### DATA TO USE
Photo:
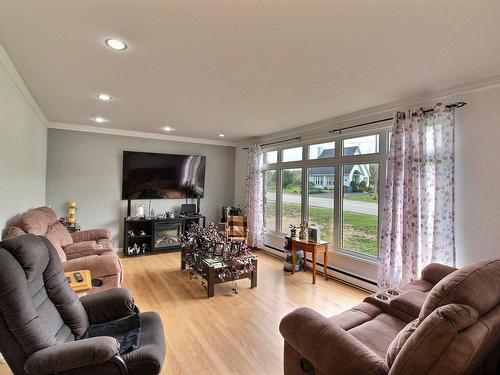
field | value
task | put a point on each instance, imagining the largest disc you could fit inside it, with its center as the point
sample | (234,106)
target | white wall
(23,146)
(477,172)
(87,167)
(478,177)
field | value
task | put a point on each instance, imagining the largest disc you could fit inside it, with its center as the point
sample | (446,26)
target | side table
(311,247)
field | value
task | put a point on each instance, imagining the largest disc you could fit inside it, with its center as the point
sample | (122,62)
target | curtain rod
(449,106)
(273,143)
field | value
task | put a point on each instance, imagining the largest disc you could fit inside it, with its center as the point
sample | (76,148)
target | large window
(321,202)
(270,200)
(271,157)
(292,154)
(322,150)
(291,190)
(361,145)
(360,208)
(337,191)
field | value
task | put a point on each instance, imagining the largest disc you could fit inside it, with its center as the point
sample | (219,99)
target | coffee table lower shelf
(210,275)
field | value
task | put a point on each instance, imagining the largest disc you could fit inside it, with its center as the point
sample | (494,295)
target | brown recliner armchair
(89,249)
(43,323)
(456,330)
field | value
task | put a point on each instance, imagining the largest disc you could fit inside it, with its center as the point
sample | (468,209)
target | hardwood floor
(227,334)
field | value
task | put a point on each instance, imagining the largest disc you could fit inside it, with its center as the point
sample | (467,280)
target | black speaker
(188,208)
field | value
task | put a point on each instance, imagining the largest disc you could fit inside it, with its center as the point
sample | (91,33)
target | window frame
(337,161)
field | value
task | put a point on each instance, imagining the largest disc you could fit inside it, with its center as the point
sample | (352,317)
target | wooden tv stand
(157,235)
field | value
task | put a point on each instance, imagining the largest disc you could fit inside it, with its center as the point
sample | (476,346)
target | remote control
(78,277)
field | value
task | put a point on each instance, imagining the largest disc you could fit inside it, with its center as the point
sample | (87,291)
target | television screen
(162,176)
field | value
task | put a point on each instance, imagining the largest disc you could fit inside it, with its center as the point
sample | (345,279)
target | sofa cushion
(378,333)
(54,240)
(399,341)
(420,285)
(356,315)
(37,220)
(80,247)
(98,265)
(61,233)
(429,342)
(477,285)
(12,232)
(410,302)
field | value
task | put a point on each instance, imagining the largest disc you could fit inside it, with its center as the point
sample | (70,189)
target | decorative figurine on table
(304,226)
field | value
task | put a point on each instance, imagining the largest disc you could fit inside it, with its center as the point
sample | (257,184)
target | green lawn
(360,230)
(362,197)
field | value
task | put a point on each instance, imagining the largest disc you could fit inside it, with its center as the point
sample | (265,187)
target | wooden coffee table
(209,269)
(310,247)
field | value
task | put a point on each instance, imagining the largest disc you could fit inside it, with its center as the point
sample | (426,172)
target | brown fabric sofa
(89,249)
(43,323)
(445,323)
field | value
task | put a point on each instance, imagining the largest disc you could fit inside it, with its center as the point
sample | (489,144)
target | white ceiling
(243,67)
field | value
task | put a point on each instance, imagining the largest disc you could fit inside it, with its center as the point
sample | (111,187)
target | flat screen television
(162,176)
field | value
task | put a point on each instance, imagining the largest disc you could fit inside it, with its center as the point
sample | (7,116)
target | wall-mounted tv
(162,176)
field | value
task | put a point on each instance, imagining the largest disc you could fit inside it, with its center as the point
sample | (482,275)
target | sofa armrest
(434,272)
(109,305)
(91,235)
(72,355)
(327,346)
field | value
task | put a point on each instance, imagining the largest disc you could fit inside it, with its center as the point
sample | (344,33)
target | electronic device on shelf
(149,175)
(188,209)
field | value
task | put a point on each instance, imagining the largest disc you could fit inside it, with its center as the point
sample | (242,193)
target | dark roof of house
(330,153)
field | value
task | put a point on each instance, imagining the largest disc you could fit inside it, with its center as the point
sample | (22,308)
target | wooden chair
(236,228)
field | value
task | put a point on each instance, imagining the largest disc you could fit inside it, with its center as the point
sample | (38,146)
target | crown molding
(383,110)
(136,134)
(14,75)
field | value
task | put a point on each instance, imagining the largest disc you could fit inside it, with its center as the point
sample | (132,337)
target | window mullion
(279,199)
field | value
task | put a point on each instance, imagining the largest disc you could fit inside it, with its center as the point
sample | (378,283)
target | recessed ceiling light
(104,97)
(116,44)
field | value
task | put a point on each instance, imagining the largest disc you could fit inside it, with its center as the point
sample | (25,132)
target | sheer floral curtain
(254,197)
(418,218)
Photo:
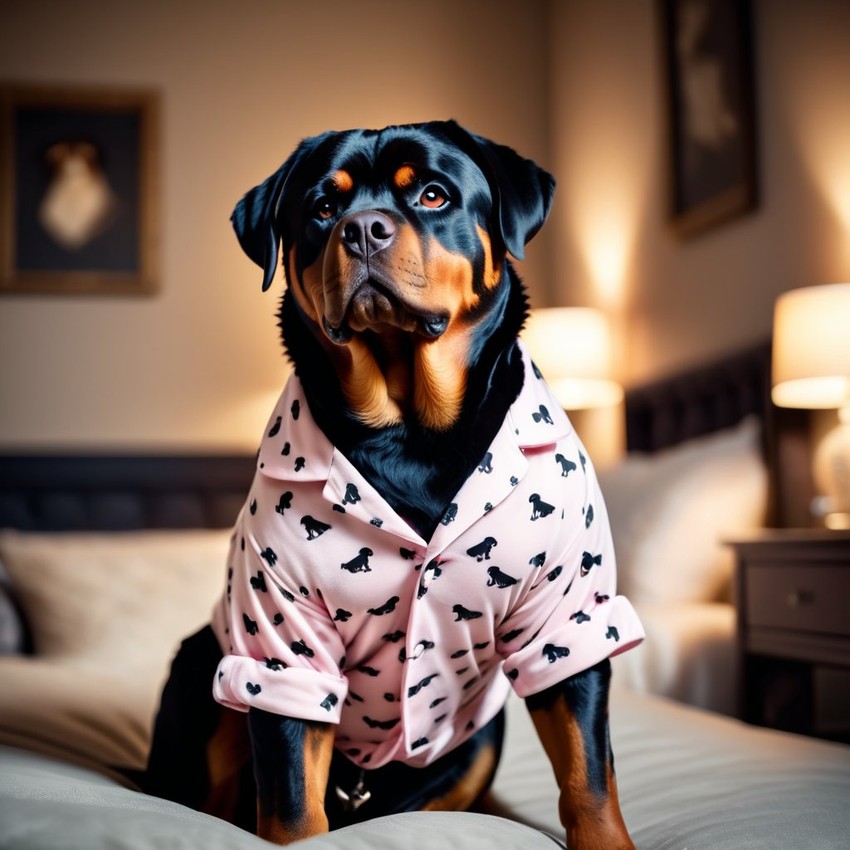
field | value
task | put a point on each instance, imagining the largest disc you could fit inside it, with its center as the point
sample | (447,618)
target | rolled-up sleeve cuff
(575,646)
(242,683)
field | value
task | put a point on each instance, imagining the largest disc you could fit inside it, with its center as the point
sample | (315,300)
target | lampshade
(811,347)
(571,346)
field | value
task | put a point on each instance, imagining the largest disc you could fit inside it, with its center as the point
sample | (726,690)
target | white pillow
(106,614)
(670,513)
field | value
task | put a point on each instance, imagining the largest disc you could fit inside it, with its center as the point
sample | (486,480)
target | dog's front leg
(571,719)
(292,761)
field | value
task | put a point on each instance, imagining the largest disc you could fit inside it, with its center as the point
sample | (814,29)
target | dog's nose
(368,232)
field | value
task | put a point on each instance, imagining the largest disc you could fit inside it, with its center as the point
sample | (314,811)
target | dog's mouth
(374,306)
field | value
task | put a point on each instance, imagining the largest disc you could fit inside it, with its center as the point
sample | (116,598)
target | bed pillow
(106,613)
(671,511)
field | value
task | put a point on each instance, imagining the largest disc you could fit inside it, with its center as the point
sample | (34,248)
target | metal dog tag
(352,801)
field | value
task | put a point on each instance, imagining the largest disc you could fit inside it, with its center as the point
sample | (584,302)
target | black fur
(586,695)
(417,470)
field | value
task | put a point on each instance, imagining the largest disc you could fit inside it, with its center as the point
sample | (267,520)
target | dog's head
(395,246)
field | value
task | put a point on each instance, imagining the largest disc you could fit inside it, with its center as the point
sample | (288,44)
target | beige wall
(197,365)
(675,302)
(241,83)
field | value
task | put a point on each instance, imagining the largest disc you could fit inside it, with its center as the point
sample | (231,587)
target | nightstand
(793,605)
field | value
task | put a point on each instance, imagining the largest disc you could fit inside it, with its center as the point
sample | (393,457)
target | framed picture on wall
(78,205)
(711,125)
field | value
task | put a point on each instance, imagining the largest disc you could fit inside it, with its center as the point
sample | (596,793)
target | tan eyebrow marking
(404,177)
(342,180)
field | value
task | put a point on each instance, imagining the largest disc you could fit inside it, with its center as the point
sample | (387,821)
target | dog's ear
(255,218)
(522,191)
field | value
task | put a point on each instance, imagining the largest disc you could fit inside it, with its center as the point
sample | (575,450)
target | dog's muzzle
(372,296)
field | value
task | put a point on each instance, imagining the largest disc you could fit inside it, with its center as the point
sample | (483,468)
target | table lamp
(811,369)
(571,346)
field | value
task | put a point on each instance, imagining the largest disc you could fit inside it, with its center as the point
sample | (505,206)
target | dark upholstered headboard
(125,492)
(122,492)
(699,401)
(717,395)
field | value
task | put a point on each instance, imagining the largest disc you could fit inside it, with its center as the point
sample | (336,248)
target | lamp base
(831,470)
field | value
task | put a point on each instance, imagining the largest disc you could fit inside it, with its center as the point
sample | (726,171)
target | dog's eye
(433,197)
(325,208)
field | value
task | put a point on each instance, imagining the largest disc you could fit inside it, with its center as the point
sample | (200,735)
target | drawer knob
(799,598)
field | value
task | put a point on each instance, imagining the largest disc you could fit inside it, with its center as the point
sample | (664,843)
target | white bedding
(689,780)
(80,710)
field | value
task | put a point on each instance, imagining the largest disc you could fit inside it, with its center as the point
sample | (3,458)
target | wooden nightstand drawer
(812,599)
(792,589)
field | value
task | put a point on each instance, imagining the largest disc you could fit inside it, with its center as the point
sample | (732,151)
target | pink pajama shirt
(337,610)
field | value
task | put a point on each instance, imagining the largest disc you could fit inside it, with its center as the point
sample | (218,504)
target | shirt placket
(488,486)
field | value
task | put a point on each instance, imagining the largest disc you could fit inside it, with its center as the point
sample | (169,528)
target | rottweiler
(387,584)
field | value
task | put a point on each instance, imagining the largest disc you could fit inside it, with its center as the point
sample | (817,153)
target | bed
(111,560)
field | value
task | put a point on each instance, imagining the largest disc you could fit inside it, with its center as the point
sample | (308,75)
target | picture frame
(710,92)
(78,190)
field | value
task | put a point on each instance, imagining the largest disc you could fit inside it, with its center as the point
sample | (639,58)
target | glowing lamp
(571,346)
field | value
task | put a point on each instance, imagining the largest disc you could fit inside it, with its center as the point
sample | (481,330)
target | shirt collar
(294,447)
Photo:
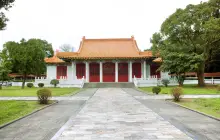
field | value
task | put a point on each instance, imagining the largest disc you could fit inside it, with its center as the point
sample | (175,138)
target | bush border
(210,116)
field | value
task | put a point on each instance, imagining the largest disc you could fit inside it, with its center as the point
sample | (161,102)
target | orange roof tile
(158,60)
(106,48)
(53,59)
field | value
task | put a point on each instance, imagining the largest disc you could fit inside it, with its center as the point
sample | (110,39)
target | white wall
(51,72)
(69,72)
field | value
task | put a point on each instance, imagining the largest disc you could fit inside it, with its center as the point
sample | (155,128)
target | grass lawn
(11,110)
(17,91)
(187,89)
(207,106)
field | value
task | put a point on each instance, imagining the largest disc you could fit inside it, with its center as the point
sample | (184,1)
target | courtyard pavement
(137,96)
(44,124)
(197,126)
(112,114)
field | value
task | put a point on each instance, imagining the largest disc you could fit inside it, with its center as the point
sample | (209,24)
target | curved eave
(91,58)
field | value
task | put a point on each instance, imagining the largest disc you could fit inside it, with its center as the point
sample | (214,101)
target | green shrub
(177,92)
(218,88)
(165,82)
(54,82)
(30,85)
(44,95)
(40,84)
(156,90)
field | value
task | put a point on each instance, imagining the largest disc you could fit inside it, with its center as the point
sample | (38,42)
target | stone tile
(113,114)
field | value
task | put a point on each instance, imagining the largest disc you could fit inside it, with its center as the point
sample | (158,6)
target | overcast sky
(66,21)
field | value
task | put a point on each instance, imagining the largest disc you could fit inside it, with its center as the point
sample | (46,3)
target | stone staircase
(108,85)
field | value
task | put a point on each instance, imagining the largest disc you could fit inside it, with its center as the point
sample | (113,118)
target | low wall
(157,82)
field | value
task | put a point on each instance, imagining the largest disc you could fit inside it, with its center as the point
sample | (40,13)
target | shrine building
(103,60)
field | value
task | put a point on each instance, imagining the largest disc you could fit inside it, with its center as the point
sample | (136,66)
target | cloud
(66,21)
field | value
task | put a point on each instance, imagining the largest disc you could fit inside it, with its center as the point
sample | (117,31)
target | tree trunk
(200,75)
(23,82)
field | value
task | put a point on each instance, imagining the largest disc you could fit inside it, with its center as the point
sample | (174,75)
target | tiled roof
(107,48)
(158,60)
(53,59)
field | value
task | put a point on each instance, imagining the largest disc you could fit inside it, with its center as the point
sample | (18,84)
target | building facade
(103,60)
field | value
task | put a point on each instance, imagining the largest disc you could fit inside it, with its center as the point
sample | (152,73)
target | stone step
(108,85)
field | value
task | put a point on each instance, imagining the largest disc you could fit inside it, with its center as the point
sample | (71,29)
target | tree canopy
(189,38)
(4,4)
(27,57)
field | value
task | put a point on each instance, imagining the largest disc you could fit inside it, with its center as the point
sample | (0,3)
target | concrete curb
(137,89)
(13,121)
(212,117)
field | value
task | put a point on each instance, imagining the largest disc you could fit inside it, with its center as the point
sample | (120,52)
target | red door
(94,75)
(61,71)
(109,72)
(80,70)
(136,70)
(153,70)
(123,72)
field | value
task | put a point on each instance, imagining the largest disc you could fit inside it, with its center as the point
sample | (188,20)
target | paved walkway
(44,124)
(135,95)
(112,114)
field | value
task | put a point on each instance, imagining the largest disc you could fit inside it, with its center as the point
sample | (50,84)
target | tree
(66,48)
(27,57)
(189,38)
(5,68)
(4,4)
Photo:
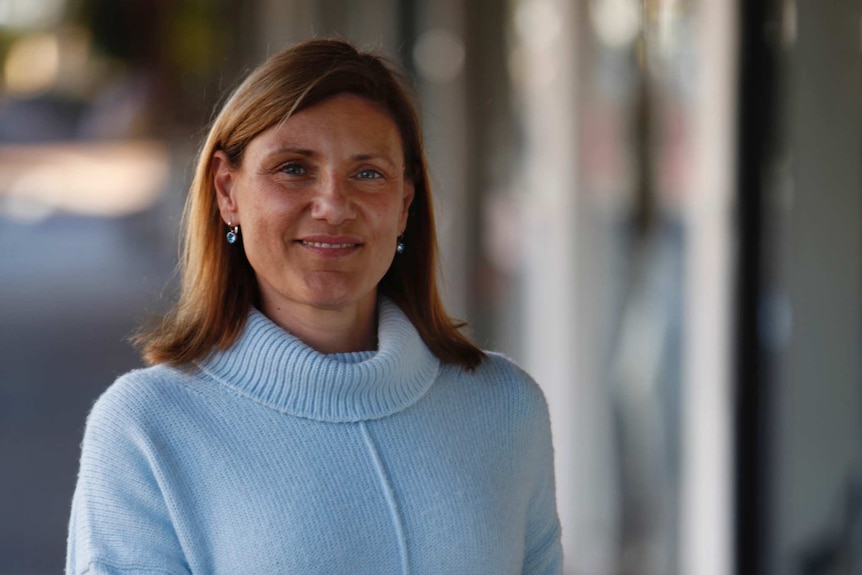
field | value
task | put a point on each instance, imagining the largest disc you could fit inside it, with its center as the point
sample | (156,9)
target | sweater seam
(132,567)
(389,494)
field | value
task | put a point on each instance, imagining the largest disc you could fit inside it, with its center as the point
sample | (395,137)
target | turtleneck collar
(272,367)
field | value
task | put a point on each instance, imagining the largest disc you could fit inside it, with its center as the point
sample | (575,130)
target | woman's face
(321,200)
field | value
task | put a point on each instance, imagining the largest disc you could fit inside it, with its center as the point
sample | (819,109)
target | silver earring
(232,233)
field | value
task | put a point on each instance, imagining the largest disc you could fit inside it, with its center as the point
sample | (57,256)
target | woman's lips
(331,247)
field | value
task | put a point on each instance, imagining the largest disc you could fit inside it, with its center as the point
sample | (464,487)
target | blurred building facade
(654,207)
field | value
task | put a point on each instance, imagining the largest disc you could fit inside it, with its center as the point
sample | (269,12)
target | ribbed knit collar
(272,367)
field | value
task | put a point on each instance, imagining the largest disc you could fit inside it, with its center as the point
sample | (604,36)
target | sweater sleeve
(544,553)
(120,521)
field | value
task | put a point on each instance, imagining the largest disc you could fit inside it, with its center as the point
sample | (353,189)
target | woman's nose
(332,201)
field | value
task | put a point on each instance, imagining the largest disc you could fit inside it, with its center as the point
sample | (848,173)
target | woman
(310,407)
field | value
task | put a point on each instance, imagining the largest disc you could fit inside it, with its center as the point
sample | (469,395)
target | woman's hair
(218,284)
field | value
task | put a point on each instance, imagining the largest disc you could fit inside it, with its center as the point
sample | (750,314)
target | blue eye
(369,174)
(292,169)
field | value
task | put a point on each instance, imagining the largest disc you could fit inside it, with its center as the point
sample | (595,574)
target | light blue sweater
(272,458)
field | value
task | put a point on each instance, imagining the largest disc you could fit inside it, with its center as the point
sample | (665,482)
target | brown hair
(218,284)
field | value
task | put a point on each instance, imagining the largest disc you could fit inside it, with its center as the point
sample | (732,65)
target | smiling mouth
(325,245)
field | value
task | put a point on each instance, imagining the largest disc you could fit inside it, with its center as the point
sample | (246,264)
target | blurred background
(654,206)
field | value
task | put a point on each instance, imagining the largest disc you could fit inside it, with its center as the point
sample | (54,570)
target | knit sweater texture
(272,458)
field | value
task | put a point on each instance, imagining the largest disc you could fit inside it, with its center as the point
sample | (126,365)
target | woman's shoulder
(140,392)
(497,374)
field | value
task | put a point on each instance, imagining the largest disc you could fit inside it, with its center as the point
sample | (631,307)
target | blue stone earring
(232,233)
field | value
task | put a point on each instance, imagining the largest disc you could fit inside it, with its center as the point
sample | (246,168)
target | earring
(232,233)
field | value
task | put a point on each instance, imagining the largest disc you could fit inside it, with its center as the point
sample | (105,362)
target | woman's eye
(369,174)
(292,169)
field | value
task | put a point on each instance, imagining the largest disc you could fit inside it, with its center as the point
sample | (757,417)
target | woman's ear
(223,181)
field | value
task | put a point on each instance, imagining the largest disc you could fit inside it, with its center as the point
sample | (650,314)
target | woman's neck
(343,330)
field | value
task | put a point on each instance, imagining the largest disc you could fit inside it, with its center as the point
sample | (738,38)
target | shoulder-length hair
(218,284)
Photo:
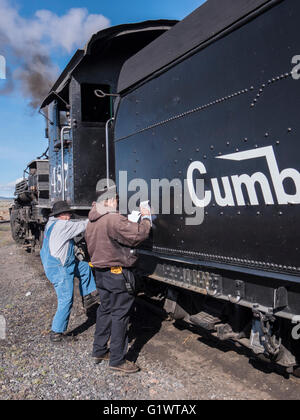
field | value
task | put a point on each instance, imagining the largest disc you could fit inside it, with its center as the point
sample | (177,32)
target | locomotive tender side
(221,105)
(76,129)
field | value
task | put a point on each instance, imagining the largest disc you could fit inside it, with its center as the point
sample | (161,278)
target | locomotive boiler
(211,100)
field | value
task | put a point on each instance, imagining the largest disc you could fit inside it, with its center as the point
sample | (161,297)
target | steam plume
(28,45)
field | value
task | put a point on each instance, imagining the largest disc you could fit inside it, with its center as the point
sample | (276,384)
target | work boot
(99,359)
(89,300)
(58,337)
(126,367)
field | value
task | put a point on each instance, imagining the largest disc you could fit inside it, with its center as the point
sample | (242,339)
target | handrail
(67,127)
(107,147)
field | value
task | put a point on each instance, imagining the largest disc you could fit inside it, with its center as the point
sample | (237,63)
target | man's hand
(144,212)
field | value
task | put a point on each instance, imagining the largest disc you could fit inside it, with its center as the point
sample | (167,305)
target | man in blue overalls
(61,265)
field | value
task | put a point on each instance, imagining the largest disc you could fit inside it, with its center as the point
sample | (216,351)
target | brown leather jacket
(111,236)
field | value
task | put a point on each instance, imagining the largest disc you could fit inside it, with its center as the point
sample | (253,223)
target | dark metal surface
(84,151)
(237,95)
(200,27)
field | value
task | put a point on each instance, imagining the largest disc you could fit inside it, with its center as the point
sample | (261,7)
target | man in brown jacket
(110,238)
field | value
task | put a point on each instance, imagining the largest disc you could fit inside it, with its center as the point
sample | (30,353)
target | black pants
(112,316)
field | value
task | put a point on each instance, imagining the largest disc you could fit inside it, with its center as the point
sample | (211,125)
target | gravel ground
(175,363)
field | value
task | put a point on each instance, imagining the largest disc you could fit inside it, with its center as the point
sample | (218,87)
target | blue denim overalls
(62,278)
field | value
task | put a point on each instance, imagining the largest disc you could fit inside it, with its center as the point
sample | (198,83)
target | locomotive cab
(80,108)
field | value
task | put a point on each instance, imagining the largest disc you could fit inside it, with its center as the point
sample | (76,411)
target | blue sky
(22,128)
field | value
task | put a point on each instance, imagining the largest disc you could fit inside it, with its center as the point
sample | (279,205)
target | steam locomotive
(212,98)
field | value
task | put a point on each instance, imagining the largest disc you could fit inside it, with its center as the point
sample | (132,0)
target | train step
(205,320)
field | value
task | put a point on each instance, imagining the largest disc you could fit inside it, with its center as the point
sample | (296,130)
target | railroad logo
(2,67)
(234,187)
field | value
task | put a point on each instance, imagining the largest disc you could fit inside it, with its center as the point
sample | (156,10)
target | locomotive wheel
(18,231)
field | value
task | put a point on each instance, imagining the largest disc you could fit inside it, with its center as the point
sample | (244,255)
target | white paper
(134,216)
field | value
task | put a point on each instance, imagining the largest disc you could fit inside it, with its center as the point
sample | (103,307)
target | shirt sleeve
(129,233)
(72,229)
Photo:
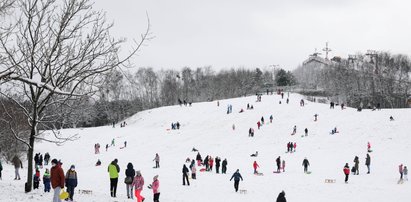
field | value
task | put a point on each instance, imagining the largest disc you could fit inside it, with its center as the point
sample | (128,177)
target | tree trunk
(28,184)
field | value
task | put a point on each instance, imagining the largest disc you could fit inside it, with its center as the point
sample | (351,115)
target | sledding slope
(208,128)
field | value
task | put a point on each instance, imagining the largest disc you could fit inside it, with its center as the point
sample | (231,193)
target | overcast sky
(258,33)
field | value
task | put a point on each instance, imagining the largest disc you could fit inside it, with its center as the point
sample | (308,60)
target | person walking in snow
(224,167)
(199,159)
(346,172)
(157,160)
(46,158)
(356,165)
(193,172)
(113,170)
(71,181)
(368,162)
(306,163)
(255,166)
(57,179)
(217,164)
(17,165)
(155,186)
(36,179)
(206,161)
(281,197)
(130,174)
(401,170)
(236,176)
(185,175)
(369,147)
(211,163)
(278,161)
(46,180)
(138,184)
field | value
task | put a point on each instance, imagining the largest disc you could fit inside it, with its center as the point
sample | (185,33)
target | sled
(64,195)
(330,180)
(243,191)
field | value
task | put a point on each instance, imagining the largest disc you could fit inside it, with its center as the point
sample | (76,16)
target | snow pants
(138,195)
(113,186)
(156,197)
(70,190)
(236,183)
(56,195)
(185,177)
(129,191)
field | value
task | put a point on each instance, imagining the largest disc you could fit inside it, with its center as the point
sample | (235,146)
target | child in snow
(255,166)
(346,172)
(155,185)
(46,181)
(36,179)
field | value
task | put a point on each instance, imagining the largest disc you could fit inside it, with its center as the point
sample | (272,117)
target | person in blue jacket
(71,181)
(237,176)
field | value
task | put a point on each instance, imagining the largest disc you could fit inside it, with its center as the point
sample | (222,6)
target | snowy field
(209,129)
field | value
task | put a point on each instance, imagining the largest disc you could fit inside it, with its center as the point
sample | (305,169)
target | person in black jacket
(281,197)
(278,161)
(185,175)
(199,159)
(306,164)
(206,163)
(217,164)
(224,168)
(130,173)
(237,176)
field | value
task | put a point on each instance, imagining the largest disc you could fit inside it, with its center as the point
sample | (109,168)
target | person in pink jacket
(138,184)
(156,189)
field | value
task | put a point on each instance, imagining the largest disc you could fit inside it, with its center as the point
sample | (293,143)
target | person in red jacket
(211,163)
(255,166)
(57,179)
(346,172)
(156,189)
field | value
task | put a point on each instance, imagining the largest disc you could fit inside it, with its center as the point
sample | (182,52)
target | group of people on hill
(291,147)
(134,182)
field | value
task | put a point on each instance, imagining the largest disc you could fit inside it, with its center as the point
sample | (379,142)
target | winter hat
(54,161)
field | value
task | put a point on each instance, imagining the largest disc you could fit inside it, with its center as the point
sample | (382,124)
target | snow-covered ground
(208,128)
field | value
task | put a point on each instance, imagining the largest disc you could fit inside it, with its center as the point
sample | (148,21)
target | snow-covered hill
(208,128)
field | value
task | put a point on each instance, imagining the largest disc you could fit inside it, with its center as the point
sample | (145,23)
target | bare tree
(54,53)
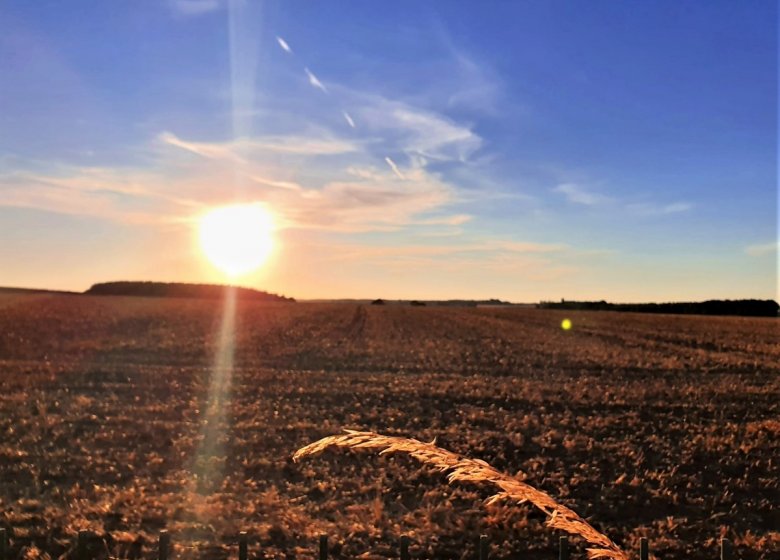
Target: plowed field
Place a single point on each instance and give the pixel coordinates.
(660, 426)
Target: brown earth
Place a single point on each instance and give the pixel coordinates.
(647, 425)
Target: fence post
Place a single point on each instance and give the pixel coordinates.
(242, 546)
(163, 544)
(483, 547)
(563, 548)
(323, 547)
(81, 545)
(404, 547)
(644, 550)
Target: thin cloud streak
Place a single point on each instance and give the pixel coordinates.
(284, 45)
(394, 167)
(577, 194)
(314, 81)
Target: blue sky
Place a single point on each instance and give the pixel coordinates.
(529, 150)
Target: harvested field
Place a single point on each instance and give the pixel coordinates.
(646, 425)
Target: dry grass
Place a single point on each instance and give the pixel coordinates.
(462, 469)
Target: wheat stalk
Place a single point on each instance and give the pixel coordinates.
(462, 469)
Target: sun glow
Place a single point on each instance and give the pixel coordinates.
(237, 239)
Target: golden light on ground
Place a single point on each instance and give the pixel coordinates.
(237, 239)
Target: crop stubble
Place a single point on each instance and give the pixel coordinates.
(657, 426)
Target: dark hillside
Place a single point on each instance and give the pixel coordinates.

### DO THIS
Everything from the line containing "Target: plowed field" through the last line of the records must be given again exactly; leave out all other lines.

### EXERCISE RESPONSE
Target: plowed field
Place a single point on each instance and give the pixel coordinates.
(660, 426)
Target: brown earth
Place a single point on each instance and give the pixel coordinates.
(647, 425)
Target: fence post
Place a single point on each instance and give the pixel coordinates.
(242, 546)
(163, 544)
(483, 547)
(563, 548)
(323, 547)
(81, 545)
(404, 547)
(644, 550)
Target: thin cloud streak
Place a single point on each instance and give the pixel coordinates.
(284, 45)
(394, 167)
(577, 194)
(314, 81)
Target: blue sky
Place a single point on each instance and give the pixel coordinates.
(529, 150)
Target: harvested field
Place a single point on each instance and give the pixel coordinates.
(646, 425)
Target: dry grass
Place a single point on each instance and give the pixel coordinates.
(462, 469)
Target: wheat stalk
Place a single point on each instance and give the pixel coordinates.
(462, 469)
Target: sun glow
Place a single point on each instance and give the pixel coordinates.
(237, 239)
Target: golden light on ground
Place a single point on each instance and give the pixel coordinates.
(237, 239)
Target: crop stubble
Place a single point on each instance and give the pixel coordinates.
(657, 426)
Target: dark hillside
Place a single point on each instance and give the pixel coordinates.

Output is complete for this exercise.